◆ **WHAT YOU NEED TO DO**: Pick up the Vampire Week review of Captain America #601 after its last sentence and keep writing it.

EXERCISE PASSAGE Block Start

Vampire Week continues!
Allow me a brief moment of wistful nostalgia if you will. You will? Oh, thank you, sir or madam! See, it used to be that you could buy comics ANYWHERE. Grocery stores, drug stores, stationary stores, toy stores, tire repair shops…okay, maybe not tire repair shops, but the point is, they weren’t confined to comic book stores. They were simply regarded as another form of readable entertainment that the casual reader would, and could, pick up at any point and enjoy.
So consider that scenario as I recommend ONE single issue of Captain America to you. You don’t need to know much about Captain America going into Captain America #601, but they provide you with a recap of his origin just in case. Then…well, then things get freaky. Vampire freaky.
Cause Captain America’s not just a squeaky clean boy scout.
He’s a squeaky clean boy scout who occasionally gets his shield dirty with vampire blood. Yup, that’s Captain America decapitating a vampire with his shield. If your response was, “That’s awesome!” congrats, you’ll love this comic book.

EXERCISE PASSAGE Block End
DATASET CONTENT Block Start

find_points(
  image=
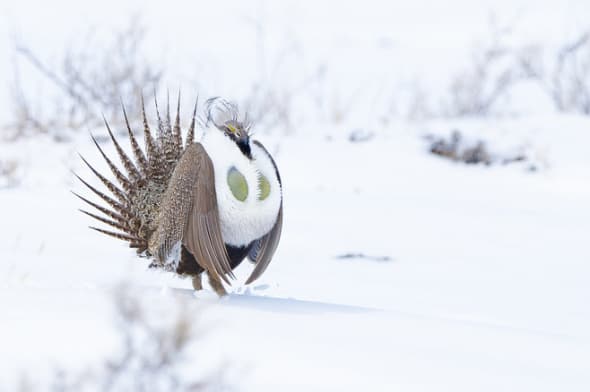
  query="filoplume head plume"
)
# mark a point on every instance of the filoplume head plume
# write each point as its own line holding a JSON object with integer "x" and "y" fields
{"x": 193, "y": 207}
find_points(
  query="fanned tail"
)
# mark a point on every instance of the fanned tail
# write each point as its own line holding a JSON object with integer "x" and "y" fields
{"x": 142, "y": 180}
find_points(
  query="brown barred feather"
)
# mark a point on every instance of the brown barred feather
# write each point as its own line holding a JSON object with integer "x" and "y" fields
{"x": 120, "y": 236}
{"x": 132, "y": 171}
{"x": 112, "y": 202}
{"x": 102, "y": 209}
{"x": 137, "y": 153}
{"x": 150, "y": 143}
{"x": 109, "y": 222}
{"x": 176, "y": 131}
{"x": 190, "y": 138}
{"x": 116, "y": 172}
{"x": 119, "y": 194}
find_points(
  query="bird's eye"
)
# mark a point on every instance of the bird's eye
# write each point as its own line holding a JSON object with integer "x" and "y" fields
{"x": 263, "y": 187}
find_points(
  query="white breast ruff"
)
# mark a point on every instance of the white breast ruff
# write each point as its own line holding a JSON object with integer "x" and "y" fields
{"x": 242, "y": 222}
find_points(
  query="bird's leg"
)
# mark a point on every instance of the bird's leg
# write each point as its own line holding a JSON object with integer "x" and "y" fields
{"x": 217, "y": 286}
{"x": 197, "y": 285}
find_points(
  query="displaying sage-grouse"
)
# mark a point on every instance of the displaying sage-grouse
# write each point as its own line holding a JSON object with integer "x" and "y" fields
{"x": 195, "y": 206}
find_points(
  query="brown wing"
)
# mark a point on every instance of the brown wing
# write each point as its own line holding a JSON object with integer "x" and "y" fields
{"x": 189, "y": 214}
{"x": 265, "y": 248}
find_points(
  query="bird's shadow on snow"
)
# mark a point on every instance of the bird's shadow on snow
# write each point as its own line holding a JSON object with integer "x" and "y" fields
{"x": 278, "y": 305}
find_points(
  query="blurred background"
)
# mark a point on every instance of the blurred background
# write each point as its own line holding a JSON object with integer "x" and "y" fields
{"x": 436, "y": 168}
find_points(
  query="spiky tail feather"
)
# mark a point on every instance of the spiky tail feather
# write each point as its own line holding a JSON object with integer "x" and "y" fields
{"x": 133, "y": 209}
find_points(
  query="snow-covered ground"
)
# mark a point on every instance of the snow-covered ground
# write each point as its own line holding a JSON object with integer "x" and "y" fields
{"x": 476, "y": 278}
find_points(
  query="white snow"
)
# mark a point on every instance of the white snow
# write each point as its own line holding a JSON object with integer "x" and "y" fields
{"x": 487, "y": 286}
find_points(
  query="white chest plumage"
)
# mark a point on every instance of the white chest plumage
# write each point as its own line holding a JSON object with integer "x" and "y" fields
{"x": 242, "y": 221}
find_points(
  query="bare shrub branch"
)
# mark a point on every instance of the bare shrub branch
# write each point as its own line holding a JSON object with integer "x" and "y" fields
{"x": 91, "y": 79}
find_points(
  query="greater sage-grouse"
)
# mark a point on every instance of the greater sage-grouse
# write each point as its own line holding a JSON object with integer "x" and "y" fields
{"x": 194, "y": 206}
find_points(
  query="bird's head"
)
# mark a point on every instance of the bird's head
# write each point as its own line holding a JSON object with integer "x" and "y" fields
{"x": 225, "y": 117}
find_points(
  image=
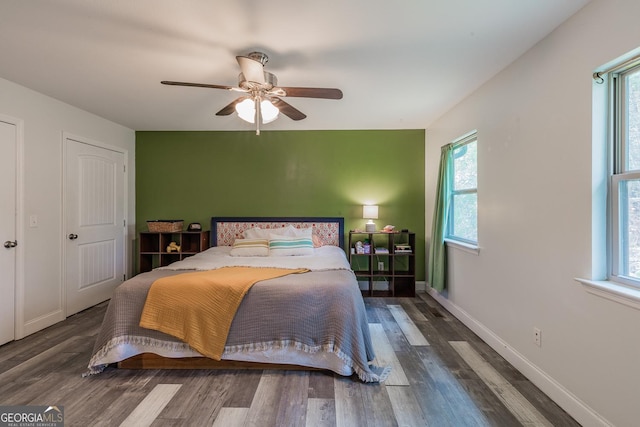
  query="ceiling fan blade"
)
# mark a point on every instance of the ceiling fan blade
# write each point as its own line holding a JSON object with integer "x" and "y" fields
{"x": 287, "y": 109}
{"x": 252, "y": 70}
{"x": 231, "y": 108}
{"x": 167, "y": 82}
{"x": 308, "y": 92}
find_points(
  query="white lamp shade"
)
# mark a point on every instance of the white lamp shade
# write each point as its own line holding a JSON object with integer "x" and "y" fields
{"x": 370, "y": 212}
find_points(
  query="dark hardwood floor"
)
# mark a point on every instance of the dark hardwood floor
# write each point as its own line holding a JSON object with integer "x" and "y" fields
{"x": 443, "y": 375}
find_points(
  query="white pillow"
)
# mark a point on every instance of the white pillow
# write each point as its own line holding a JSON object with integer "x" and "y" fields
{"x": 264, "y": 233}
{"x": 290, "y": 246}
{"x": 250, "y": 247}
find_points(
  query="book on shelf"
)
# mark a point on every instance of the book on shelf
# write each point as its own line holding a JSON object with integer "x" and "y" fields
{"x": 403, "y": 249}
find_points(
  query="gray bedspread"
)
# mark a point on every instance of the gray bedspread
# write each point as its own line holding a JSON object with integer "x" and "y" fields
{"x": 315, "y": 319}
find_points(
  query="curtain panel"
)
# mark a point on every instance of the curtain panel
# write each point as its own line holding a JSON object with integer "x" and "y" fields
{"x": 437, "y": 276}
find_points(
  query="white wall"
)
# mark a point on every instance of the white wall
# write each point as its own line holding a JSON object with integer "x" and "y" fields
{"x": 534, "y": 123}
{"x": 45, "y": 119}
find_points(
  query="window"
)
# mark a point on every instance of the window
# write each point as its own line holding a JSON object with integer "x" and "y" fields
{"x": 624, "y": 184}
{"x": 462, "y": 224}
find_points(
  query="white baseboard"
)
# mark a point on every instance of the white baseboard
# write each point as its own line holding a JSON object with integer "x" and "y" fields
{"x": 581, "y": 412}
{"x": 41, "y": 322}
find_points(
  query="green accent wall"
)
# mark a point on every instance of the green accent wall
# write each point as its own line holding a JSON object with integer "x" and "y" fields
{"x": 194, "y": 175}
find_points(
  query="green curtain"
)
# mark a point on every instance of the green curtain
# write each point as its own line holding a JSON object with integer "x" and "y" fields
{"x": 438, "y": 252}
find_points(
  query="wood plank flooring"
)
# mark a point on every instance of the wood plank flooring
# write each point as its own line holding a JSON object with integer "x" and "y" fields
{"x": 443, "y": 375}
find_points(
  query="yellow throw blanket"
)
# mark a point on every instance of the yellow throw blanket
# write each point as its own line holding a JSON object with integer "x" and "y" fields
{"x": 199, "y": 307}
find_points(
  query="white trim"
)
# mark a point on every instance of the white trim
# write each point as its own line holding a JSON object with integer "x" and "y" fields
{"x": 44, "y": 321}
{"x": 465, "y": 247}
{"x": 612, "y": 291}
{"x": 578, "y": 409}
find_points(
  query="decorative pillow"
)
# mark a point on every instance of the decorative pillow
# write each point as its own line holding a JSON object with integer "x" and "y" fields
{"x": 290, "y": 246}
{"x": 317, "y": 241}
{"x": 250, "y": 247}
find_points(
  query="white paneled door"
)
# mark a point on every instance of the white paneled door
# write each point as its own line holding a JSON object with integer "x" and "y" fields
{"x": 94, "y": 223}
{"x": 8, "y": 162}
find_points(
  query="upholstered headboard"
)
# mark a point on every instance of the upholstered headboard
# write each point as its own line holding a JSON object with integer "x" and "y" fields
{"x": 224, "y": 230}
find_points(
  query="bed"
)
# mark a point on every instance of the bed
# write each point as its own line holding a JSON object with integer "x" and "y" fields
{"x": 314, "y": 319}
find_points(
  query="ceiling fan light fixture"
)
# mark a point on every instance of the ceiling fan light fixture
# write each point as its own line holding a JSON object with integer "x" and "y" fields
{"x": 268, "y": 111}
{"x": 247, "y": 110}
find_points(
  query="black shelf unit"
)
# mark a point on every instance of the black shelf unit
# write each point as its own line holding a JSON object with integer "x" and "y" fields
{"x": 386, "y": 270}
{"x": 153, "y": 247}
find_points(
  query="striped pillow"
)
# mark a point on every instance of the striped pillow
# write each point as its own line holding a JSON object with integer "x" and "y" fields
{"x": 250, "y": 247}
{"x": 290, "y": 246}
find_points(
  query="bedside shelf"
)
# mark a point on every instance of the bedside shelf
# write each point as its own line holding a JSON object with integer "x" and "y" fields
{"x": 153, "y": 247}
{"x": 387, "y": 270}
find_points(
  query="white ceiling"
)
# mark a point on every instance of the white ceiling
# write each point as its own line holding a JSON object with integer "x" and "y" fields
{"x": 400, "y": 64}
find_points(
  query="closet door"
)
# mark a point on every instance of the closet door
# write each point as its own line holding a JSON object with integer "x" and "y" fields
{"x": 94, "y": 224}
{"x": 8, "y": 166}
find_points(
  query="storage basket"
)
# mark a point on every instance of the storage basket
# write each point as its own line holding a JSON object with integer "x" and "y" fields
{"x": 165, "y": 225}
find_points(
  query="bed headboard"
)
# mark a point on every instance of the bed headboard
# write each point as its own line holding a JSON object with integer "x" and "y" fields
{"x": 224, "y": 230}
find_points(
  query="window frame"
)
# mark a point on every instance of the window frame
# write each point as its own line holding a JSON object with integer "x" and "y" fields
{"x": 618, "y": 172}
{"x": 466, "y": 139}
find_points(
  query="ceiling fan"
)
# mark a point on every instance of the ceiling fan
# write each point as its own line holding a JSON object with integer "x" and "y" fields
{"x": 262, "y": 101}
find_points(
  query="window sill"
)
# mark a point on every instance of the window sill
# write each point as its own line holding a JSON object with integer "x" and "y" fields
{"x": 613, "y": 291}
{"x": 465, "y": 247}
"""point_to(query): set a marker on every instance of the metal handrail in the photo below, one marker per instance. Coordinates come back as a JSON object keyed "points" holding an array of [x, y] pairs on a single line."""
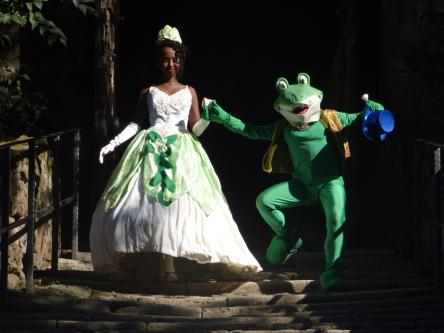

DATASET CONTENT Block End

◆ **TASK RESPONSE**:
In this tale by Ed Brubaker and Gene Colan, someone’s turning US troops into vampires.
Captain America and his sidekick Bucky (no, not Buffy…nerds), learn that it’s not their first suspect Baron Blood (a Nazi Vampire…or is he a Vampire Nazi?), nor is it their second suspect, a Hollywood starlet on the USO tour.

Nope, it’s a creepy, long-dead village girl (isn’t it always?).
There’s an old gypsy lady in this tale too, it’s a smorgasbord of horror tropes. Distrust, red herrings, blood, and gypsies: the four key ingredients to a good horror tale. Then those basic horror ingredients are thrown into a pot with Gene Colan’s crazy dark and beautiful art, and they’re taken up so many notches that it is no longer measurable in notches! The story is framed as a flashback, and Colan’s pages play loose with panels, the imagery of every panel bleeding and fading into each other giving it a nightmarish quality.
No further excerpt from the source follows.